TASK INSTRUCTIONS:
**a.** Decide whether each statement agrees with the post about the checkpoint hook. Answer yes or no, and quote the deciding words of the post. (i) Patch 0001 includes an example and a trivial test. (ii) The hook in patch 0001 is called once after all checkpoint preparations have finished. (iii) Patch 2 places its example in the test_dsm_registry module.
**b.** Reproduce the passage of the post about the checkpoint hook that starts at "There are two" and ends at "of the instance.".
**c.** Translate this sentence from the post about the checkpoint hook into Spanish: "In lightweight modules, I want to keep my knowledge base relatively close to the current state of the instance."

TEXT SECTION:
--------------------------------------------------

On 14/10/2025 11:11, Andrei Lepikhov wrote:
> For me, the ideal place for such a hook is CheckPointGuts, right between 
> the CheckPointBuffers call and fsyncs. I think that to demonstrate how 
> this hook can work, the pg_stat_statements storage may need to be 
> redesigned slightly.
There are two patches: 0001, which is the checkpoint hook itself, and 
0002, which includes an example and a trivial test.

During development, I attempted to apply it in my different modules and 
realised that the hook is preferred over an RMGR callback - I don't 
actually want to be forced to register RMGR in each project and have it 
loadable on an instance startup. In lightweight modules, I want to keep 
my knowledge base relatively close to the current state of the instance.
Nevertheless, the plan freezing extension (for example) needs to ensure 
that the user's query plan is 'frozen' after the function call. 
Therefore, we need to store the decision made in the WAL, which requires 
dumping the state into a file before performing the WAL cut. 
Additionally, I'd like to experiment with synchronising an extension 
state between master and replica through WAL records, as most 
optimisation recommendations are relevant to both instances.

Patch 0001 contains a hook that is called once after all checkpoint 
preparations have finished. I recall that people mentioned it might be 
helpful for AMs as well - feel free to propose changes to this patch.

Patch 2 adds an example to the test_dsm_registry module, as it is 
precisely the way I write the code: named DSM segment -> shared HTAB -> 
file dump. So, it looks natural and opens a room to extend this example 
by employing RMGR and xact callbacks to keep the extension state as 
close to the committed changes as possible.

--------------------------------------------------

DATA PROVIDED:
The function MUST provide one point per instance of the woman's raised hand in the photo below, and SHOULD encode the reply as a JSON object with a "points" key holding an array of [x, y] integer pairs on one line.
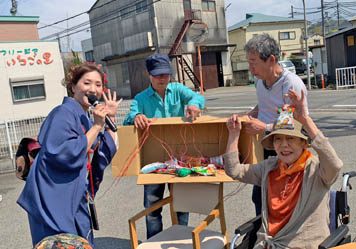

--------------------------------------------------

RESULTS IN ORDER:
**a.**
(i) No: "0001, which is the checkpoint hook itself, and 0002, which includes an example and a trivial test"
(ii) Yes: "Patch 0001 contains a hook that is called once after all checkpoint preparations have finished"
(iii) Yes: "Patch 2 adds an example to the test_dsm_registry module"

**b.**
There are two patches: 0001, which is the checkpoint hook itself, and 
0002, which includes an example and a trivial test.

During development, I attempted to apply it in my different modules and 
realised that the hook is preferred over an RMGR callback - I don't 
actually want to be forced to register RMGR in each project and have it 
loadable on an instance startup. In lightweight modules, I want to keep 
my knowledge base relatively close to the current state of the instance.

**c.** En los módulos ligeros, quiero mantener mi base de conocimiento relativamente cerca del estado actual de la instancia.